▸ BRIEF 1: In the thread about yellow perch at Waysons Corner, why does Andre expect the perch to show up this week or next? Explain in one to three sentences.
▸ BRIEF 2: In the yellow perch thread, what did Tracker01 and his son catch their perch on?
▸ BRIEF 3: Write the next part of the yellow perch fishing thread, picking up right after its last line.

▸ SELECTED TEXT:
━━━━━━━━

# Yellow perch at Waysons Corner



## Jamaican Fisher (Mar 28, 2004)

Anyone know if yellow perch are running at Waysons Corner yet?


----------



## dena (Jun 20, 2010)

Fish don't run, they swim.


----------



## Tracker01 (Apr 4, 2011)

My son and I went down last week and we tried it for a while. We managed to get a couple. I think they may be in anytime now though. We caught them on little bomber crank baits.


----------



## Jamaican Fisher (Mar 28, 2004)

Tracker01 said:


> My son and I went down last week and we tried it for a while. We managed to get a couple. I think they may be in anytime now though. We caught them on little bomber crank baits.


Thanks for the update Tracker01


----------



## odagled2004 (May 20, 2010)

dena said:


> fish don't run, they swim.


hahahahaha


----------



## Andre (Mar 15, 2003)

With this mild winter my guess would be this week if not next week for sure....if the temp drops between time all bets are off


----------



## Jamaican Fisher (Mar 28, 2004)

Thanks `Dre.


----------



## FishingKid (Nov 7, 2011)

anyone Have directions?


----------



## FISHHUNTER (Apr 22, 2009)

Take Rt 4 South past Upper Marlboro to bridge just before Wayson's Corner. Small Pier on Northbound side.


----------



## MetroMan (Mar 7, 2009)

FishingKid said:


> anyone Have directions?


Just google "waysons corner fishing"

All the info you seek...


----------



## Stinky_Pete (Mar 28, 2011)

FISHHUNTER said:


> Take Rt 4 South past Upper Marlboro to bridge just before Wayson's Corner. Small Pier on Northbound side.


If you walk to the left, there are a lot of good spots where you don't have to fight with the crowd. Be careful on the rocks!!!! Wear good shoes!


----------



## bloodworm (Jan 5, 2007)

Ended up going to Waysons Corner this afternoon and ran into Jamaican Fisher it was a slow day about a dozen throwback YP only 2 keepers a sucker fish and a carp
good seeing you Jamaican Fisher


----------



## Striper_MIKE (Aug 9, 2010)

just curious to see if most of you say the same thing or if there are big differences ... what kinda bait or plastics/jigs/etc do you use with the most success when targeting yellow perch?


----------



## CVILLEFISHERR (Feb 28, 2008)

━━━━━━━━

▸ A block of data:
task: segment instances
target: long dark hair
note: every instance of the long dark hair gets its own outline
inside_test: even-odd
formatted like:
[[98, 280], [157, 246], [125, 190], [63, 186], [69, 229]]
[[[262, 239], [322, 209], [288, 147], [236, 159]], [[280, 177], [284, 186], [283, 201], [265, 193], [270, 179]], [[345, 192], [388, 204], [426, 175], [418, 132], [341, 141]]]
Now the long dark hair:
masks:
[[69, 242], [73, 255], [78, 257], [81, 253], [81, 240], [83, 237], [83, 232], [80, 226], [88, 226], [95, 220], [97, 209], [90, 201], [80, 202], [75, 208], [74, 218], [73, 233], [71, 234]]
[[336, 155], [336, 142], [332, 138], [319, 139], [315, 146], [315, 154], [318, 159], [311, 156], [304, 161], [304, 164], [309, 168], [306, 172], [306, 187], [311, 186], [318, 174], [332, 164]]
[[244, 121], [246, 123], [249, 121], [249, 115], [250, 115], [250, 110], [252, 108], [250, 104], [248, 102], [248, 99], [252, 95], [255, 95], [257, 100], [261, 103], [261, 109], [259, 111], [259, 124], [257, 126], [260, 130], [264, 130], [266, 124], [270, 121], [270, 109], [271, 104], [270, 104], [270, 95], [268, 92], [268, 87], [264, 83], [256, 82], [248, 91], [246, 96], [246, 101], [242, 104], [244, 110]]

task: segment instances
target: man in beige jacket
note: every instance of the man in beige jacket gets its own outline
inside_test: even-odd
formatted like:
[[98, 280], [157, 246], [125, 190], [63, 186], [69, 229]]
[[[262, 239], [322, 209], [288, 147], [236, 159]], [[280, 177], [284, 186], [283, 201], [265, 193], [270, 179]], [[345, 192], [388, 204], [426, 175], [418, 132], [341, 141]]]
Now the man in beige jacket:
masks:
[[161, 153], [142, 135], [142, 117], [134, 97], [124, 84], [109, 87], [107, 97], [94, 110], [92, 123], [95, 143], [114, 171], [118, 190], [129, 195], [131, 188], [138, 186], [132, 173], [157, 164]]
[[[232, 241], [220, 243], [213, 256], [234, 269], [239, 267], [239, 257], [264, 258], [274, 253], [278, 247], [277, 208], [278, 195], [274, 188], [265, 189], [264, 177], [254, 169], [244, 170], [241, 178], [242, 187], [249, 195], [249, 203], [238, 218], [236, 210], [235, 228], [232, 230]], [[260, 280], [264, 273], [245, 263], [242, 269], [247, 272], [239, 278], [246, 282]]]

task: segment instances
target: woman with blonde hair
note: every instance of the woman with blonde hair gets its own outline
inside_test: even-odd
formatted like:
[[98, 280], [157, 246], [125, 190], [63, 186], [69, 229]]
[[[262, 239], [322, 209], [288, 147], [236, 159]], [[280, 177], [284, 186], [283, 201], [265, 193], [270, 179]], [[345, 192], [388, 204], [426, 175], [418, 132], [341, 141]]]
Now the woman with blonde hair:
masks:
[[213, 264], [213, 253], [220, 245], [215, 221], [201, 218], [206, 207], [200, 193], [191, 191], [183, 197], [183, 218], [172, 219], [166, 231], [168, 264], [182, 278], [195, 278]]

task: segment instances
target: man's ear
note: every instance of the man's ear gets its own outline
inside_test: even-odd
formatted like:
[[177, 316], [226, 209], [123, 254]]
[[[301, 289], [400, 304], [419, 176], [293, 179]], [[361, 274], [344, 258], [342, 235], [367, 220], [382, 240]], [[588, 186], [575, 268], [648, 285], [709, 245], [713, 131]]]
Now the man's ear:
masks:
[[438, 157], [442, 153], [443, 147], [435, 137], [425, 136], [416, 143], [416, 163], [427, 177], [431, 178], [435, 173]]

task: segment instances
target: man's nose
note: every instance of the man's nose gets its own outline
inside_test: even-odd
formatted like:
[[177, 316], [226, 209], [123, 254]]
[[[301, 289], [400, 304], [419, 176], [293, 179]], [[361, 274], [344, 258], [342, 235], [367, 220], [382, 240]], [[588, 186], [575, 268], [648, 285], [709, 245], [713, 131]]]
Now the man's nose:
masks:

━━━━━━━━

▸ EXPECTED OUTPUT 1: Andre bases his guess on the mild winter, which he thinks means the perch will arrive this week or next week for sure. He adds that if the temperature drops in the meantime, all bets are off.

▸ EXPECTED OUTPUT 2: Little bomber crank baits.

▸ EXPECTED OUTPUT 3:
shad darts tipped with minnow. mister twisters trout magnets etc


----------



## Jamaican Fisher (Mar 28, 2004)

QUOTE=bloodworm;710163]Ended up going to Waysons Corner this afternoon and ran into Jamaican Fisher it was a slow day about a dozen throwback YP only 2 keepers a sucker fish and a carp
good seeing you Jamaican Fisher[/QUOTE]

Let me jump in and confirm Bloodworm’s report. First and foremost, it was great meeting you also Bloodworm. We had a great conversation. On Sunday, January 29th,I decided to run to Waysons Corner to see for myself if the yellow perch was running. I took my two 7`Ugly Stiks and a case of night crawlers. I fished for three hours and like Bloodworm said, it was a lot of undersized yellow perch and a few keepers. I managed to land 2 qty 10 1\2 yellow perch and a carp, caught on night crawlers. I went back on Monday, January 30th and picked up three more keepers. In conclusion, I would wait another week or so before making a road trip to Waysons Corner.

Tightlines...


----------



## Andre (Mar 15, 2003)

Jamaican Fisher said:


> QUOTE=bloodworm;710163]Ended up going to Waysons Corner this afternoon and ran into Jamaican Fisher it was a slow day about a dozen throwback YP only 2 keepers a sucker fish and a carp
> good seeing you Jamaican Fisher


Let me jump in and confirm Bloodworm’s report. First and foremost, it was great meeting you also Bloodworm. We had a great conversation. On Sunday, January 29th,I decided to run to Waysons Corner to see for myself if the yellow perch was running. I took my two 7`Ugly Stiks and a case of night crawlers. I fished for three hours and like Bloodworm said, it was a lot of undersized yellow perch and a few keepers. I managed to land 2 qty 10 1\2 yellow perch and a carp, caught on night crawlers. I went back on Monday, January 30th and picked up three more keepers. In conclusion, I would wait another week or so before making a road trip to Waysons Corner.

Tightlines...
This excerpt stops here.